**** INPUT RECORDS

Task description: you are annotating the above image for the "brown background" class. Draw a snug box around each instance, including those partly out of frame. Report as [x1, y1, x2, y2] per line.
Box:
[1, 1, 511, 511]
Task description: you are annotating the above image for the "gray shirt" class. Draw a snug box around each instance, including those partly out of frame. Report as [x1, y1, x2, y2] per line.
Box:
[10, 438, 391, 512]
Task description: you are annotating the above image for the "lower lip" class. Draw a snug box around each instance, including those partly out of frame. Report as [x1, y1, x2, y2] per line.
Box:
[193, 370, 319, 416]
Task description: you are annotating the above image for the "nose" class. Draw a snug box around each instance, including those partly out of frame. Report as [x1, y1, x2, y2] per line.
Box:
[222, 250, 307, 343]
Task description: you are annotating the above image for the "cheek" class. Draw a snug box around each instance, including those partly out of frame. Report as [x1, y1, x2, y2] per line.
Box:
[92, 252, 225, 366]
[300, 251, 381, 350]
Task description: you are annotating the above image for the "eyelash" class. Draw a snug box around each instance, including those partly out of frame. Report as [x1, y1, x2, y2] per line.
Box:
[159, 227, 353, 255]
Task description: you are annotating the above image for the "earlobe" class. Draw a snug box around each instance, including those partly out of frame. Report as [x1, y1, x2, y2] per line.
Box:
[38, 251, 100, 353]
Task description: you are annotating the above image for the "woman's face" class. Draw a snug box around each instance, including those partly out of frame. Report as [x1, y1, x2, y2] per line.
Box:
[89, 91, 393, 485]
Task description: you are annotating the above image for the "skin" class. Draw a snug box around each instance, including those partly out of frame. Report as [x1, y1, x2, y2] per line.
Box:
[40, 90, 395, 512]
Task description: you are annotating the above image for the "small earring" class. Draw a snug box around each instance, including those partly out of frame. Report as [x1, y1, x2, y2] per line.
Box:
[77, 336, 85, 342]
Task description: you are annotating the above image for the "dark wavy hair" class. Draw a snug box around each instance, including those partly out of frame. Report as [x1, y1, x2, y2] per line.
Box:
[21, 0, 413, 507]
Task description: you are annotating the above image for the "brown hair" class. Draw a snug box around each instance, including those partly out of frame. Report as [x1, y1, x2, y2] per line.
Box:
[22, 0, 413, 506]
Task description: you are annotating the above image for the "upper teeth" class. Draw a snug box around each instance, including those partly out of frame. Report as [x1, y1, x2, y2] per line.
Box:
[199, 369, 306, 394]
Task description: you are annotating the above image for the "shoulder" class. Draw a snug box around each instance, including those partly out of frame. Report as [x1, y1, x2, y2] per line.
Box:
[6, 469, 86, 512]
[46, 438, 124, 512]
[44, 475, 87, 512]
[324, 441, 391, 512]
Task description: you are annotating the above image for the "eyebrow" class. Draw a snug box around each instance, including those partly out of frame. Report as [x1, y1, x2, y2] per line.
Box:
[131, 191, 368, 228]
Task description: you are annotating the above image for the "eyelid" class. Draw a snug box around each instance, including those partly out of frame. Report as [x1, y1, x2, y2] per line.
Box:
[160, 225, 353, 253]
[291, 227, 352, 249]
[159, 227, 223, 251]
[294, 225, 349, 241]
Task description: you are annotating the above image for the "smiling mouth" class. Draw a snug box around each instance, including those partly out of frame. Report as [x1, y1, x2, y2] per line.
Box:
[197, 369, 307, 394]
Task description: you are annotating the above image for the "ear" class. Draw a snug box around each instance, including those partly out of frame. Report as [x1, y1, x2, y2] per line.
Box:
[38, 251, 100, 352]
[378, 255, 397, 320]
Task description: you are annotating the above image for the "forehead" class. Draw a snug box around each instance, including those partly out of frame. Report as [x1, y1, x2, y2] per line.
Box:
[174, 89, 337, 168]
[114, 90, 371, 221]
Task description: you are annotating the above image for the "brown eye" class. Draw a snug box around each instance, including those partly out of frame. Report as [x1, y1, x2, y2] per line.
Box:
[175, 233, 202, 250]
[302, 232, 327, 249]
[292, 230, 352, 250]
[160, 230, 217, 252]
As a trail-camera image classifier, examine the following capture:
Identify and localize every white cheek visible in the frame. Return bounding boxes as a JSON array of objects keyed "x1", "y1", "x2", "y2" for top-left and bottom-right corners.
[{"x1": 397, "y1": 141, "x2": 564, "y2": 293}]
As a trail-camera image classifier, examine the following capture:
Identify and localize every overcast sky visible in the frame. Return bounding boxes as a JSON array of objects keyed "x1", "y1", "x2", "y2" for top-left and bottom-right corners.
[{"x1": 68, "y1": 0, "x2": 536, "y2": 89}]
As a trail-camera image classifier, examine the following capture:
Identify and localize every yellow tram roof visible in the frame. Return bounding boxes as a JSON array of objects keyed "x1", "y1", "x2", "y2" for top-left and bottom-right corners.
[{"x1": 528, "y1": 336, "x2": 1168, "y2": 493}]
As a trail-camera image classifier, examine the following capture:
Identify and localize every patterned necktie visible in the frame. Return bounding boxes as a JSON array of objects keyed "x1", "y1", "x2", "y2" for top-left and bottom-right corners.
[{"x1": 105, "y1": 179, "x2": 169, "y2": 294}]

********

* WORK REQUEST *
Retype the records above so that nothing differs from the original.

* FINISHED TASK *
Task description: you are annotating the above image for the "brown background" class. Draw a snug box around each instance, including those partly out of frame. Report as [x1, y1, x2, y2] per line.
Box:
[1, 1, 511, 511]
Task description: you are annotating the above image for the "gray shirt" class. Draw a snug box around each instance, including those partly out of frame. Report as [x1, y1, x2, y2] per line.
Box:
[10, 438, 391, 512]
Task description: you are annotating the above image for the "lower lip" class. Draw a snug box around each instance, including those partly out of frame. Report as [x1, y1, x2, y2] per line.
Box:
[193, 370, 319, 416]
Task description: you are annotating the above image for the "nose" class. Draw a snug box around each instance, including those partly out of frame. Report as [x1, y1, x2, y2] per line.
Box:
[222, 250, 307, 343]
Task description: you are annotating the above image for the "cheek" class. Draw a snug box around each instance, including those partly out of frame. Report as [x1, y1, x2, y2] per line.
Box:
[92, 252, 225, 366]
[300, 251, 381, 350]
Task description: you are annotating the above image for the "eyelash" class. Draw a snug box around each instance, including those partly out of frame. Report as [x1, y1, x2, y2] per line.
Box:
[159, 227, 353, 255]
Task description: you are annotating the above image for the "earlobe" class. Draw a snug box around each instance, including those partly out of frame. Report as [x1, y1, x2, y2] per line.
Box:
[38, 251, 100, 353]
Task description: you are annotating the above image for the "woman's face" class. Draw a snug box around each instance, including those partly out of frame. Report as [x1, y1, x2, y2] per line.
Box:
[89, 91, 393, 485]
Task description: you are annotating the above image for the "skin" class. Draw a snug box around each instance, including those partly out of frame. Report as [x1, y1, x2, y2] per line.
Box:
[40, 90, 395, 512]
Task description: you are annotating the above image for the "small earring" class. Draw a snug box around each instance, including those partly out of frame. Report as [x1, y1, x2, y2] per line.
Box:
[77, 336, 85, 342]
Task description: you are annotating the above image for the "dark wavy hair" class. Draw a snug box around each instance, including those partly out of frame. Report as [x1, y1, x2, y2] per line.
Box:
[21, 0, 413, 507]
Task description: you are annotating the above image for the "brown hair" class. Draw a snug box around each instance, including those partly out of frame. Report as [x1, y1, x2, y2] per line.
Box:
[22, 0, 413, 506]
Task description: you are annotating the above image for the "upper teeth" class. Draw a snug box around each instance, including those partly out of frame. Report as [x1, y1, x2, y2] per line.
Box:
[199, 369, 306, 394]
Task description: you are annotating the above image for the "shoulder" class. Draw a snug box around each instance, including those partly out of frame. Report as [x1, y1, x2, y2] per line.
Box:
[6, 469, 86, 512]
[46, 438, 124, 512]
[44, 475, 87, 512]
[324, 441, 391, 512]
Task description: you are annotating the above image for the "eyebrow" class. Draw a snug box around each instance, including those partly out of frame. Report as [x1, y1, x2, y2] per line.
Box:
[131, 191, 368, 228]
Task description: you are annotating the above image for the "eyelid" class. Draw a snug box around each instance, including those partly out of frame. Report as [x1, y1, x2, y2] per line.
Box:
[160, 225, 353, 253]
[291, 227, 352, 249]
[159, 227, 223, 251]
[294, 225, 349, 241]
Task description: you are annotating the above image for the "smiling mouth" class. Draw a snug box around each instance, including those partly out of frame. Report as [x1, y1, x2, y2] per line.
Box:
[197, 369, 307, 394]
Task description: you are annotating the above image for the "ear" class. Draw a snug box around each instance, including those partly out of frame. Report as [x1, y1, x2, y2] per line.
Box:
[38, 251, 100, 352]
[378, 255, 397, 320]
Task description: you are annotating the above image for the "forehead" class. Draw a snug box around each instance, including those partly out of frame. Report as [x1, y1, x2, y2] per line.
Box:
[174, 89, 337, 168]
[114, 90, 371, 221]
Task description: you are annotating the above image for the "brown eye" class. Draw a snug box around each instance, including those partly out of frame. Report as [x1, y1, x2, y2] per line.
Box:
[175, 233, 202, 250]
[302, 232, 327, 249]
[292, 230, 352, 250]
[160, 230, 217, 252]
As a trail-camera image classifier, examine the following capture:
Identify and localize every white cheek visible in the frame. Return bounding boxes as a JSON array of objects keyed "x1", "y1", "x2", "y2" for top-left and bottom-right corners.
[{"x1": 397, "y1": 141, "x2": 564, "y2": 293}]
As a trail-camera image classifier, examine the following capture:
Identify and localize every overcast sky visible in the frame. Return bounding boxes as a JSON array of objects keyed "x1", "y1", "x2", "y2" for top-left and bottom-right corners.
[{"x1": 68, "y1": 0, "x2": 536, "y2": 89}]
As a trail-camera image classifier, examine the following capture:
Identify and localize every yellow tram roof visible in the frame. Return bounding boxes as a JSON array of objects keyed "x1", "y1", "x2", "y2" for top-left and bottom-right corners.
[{"x1": 528, "y1": 336, "x2": 1168, "y2": 493}]
As a trail-camera image classifier, examine the following capture:
Identify and localize every patterned necktie visible in the frame. Return bounding boxes as a JSON array of objects keyed "x1", "y1", "x2", "y2" for top-left and bottom-right corners.
[{"x1": 105, "y1": 179, "x2": 169, "y2": 294}]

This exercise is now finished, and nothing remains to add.